*Excerto da fonte:*
◇ ◇ ◇
Até finais do século XIX a devoção a Nossa Senhora dos Prazeres era festejada em romaria na zona, todas as segundas feiras de Páscoa. Eram esses festejos realizados anualmente na segunda feira depois do domingo de Páscoela, havia grandes festejos com missa cantada e sermão. Armava-se junto a esta propriedade um grande arraial frequentado por gentes das redondezas que ali acorriam. Também alguns ex-votos que existiram na capela, demonstram o reconhecimento da população relativamente aos poderes curativos de um pequeno poço protegido por uma abóbada em tijolo, que ainda existente integrado num ambiente urbano, e se situa junto da Quinta. Num registo notarial de Abril de 1769, é relatado um episódio curioso que parece confirmar que esta era bastante frequentada pelo povo da redondeza, naquele registo, o Capitão Gregório José de Mello e seu irmão Manuel Caetano de Mello declaram perdoar as pessoas que se acharem culpadas na arruada (ou assuada) e distúrbio que houve no pátio da quinta deles durante os festejos, o que sucedera a 2 daquele mês perto da meia noite. Nos anos seguintes, são os capelães que administram a casa, depreendendo-se que os donos só iriam à Quinta em temporadas de verão, como era tradição do século XIX. Já no século XIX, em 1811, a Quinta pertencia a Francisco José Maria de Brito. Em 7 de Abril de 1849 era descrita como: "Quinta do Outeiro, junto ao logar da Buraca, em Bemfica; consta de casa nobre, casa de caseiro, e todas as necessárias officinas; tem excellente agoa nativa, com sua nora, e compõe-se de um pomar de laranja, horta, e vinha".
◇ ◇ ◇
*Dados fornecidos:*

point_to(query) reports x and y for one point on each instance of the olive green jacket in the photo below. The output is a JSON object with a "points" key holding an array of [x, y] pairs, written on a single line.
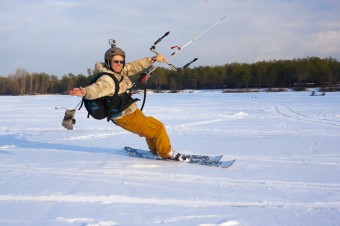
{"points": [[104, 86]]}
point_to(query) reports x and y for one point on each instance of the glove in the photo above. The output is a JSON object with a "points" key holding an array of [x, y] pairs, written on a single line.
{"points": [[69, 119], [144, 77]]}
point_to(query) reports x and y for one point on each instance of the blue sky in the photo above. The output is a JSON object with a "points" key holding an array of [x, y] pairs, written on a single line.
{"points": [[68, 36]]}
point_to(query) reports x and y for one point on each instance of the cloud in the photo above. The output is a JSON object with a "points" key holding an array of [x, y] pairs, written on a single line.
{"points": [[69, 36], [324, 41]]}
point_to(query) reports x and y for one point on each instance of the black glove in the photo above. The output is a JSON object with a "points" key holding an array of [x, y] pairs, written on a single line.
{"points": [[69, 119]]}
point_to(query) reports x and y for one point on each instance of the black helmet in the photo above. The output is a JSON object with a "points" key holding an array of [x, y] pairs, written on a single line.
{"points": [[113, 51]]}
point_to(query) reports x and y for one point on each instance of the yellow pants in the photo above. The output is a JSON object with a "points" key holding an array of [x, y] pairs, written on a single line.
{"points": [[150, 128]]}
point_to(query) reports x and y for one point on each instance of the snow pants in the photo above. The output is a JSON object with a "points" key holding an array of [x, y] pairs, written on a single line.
{"points": [[150, 128]]}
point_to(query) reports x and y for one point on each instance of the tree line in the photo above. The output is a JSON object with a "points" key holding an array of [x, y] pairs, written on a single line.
{"points": [[297, 73]]}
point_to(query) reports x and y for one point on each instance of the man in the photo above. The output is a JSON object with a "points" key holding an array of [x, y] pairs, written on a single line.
{"points": [[131, 118]]}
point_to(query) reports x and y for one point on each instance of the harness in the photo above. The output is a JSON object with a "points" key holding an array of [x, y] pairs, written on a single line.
{"points": [[108, 106]]}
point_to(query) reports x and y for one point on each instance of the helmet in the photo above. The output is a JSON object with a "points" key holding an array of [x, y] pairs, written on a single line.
{"points": [[113, 51]]}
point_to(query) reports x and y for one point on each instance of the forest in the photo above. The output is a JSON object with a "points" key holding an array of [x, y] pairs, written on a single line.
{"points": [[298, 74]]}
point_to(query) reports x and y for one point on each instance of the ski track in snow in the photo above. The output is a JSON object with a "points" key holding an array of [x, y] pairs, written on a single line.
{"points": [[288, 112], [289, 171]]}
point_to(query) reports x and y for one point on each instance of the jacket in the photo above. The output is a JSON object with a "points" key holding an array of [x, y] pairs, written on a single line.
{"points": [[104, 86]]}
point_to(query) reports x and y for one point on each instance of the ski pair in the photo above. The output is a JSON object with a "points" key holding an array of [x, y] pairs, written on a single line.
{"points": [[193, 159]]}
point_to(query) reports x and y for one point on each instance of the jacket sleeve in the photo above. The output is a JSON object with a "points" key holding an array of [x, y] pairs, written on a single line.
{"points": [[104, 86], [135, 67]]}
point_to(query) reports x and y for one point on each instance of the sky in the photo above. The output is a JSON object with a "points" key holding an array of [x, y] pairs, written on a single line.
{"points": [[59, 37]]}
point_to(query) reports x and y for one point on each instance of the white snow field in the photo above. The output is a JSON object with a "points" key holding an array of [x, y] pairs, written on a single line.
{"points": [[287, 171]]}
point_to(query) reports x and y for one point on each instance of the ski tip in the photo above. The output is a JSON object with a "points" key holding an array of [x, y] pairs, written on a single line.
{"points": [[226, 164]]}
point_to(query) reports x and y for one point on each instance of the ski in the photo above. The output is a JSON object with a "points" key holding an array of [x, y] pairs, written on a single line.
{"points": [[193, 159]]}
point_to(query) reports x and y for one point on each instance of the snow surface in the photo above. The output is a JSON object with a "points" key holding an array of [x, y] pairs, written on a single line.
{"points": [[286, 173]]}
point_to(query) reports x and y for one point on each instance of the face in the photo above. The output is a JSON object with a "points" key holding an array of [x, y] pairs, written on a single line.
{"points": [[117, 63]]}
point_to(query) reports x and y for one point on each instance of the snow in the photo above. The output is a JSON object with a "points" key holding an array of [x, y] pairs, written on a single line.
{"points": [[286, 173]]}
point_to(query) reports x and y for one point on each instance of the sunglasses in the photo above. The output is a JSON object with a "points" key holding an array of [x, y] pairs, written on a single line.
{"points": [[118, 61]]}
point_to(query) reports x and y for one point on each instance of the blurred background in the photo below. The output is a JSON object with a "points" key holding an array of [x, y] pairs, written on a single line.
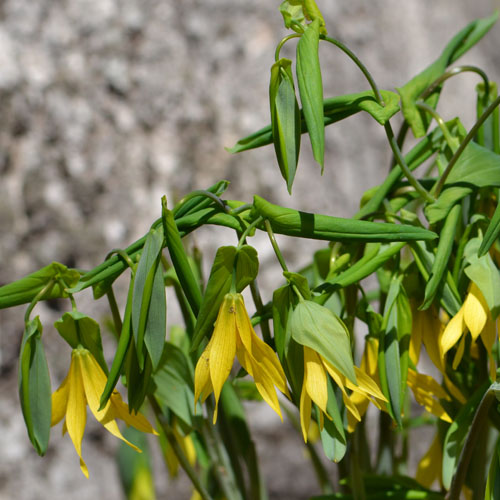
{"points": [[106, 105]]}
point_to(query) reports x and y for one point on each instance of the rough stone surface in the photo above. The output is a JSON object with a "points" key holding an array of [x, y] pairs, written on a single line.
{"points": [[106, 105]]}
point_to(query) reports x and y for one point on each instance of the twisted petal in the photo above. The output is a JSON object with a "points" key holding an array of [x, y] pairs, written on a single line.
{"points": [[258, 349], [202, 382], [452, 333], [76, 412], [475, 311]]}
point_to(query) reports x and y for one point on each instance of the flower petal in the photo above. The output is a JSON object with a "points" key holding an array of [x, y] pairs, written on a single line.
{"points": [[475, 311], [60, 401], [76, 412], [452, 333], [223, 350]]}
◇ ◇ ◇
*Objetivo do exercício:*
Com base no excerto sobre a Quinta, explique em uma a três frases por que se depreende que os donos só iriam à Quinta em temporadas de verão. A listagem é material à parte, independente do excerto.

*Resposta:*
Depreende-se isso porque, nos anos seguintes ao registo notarial, eram os capelães que administravam a casa. Ficar na Quinta apenas no verão era também a tradição da época.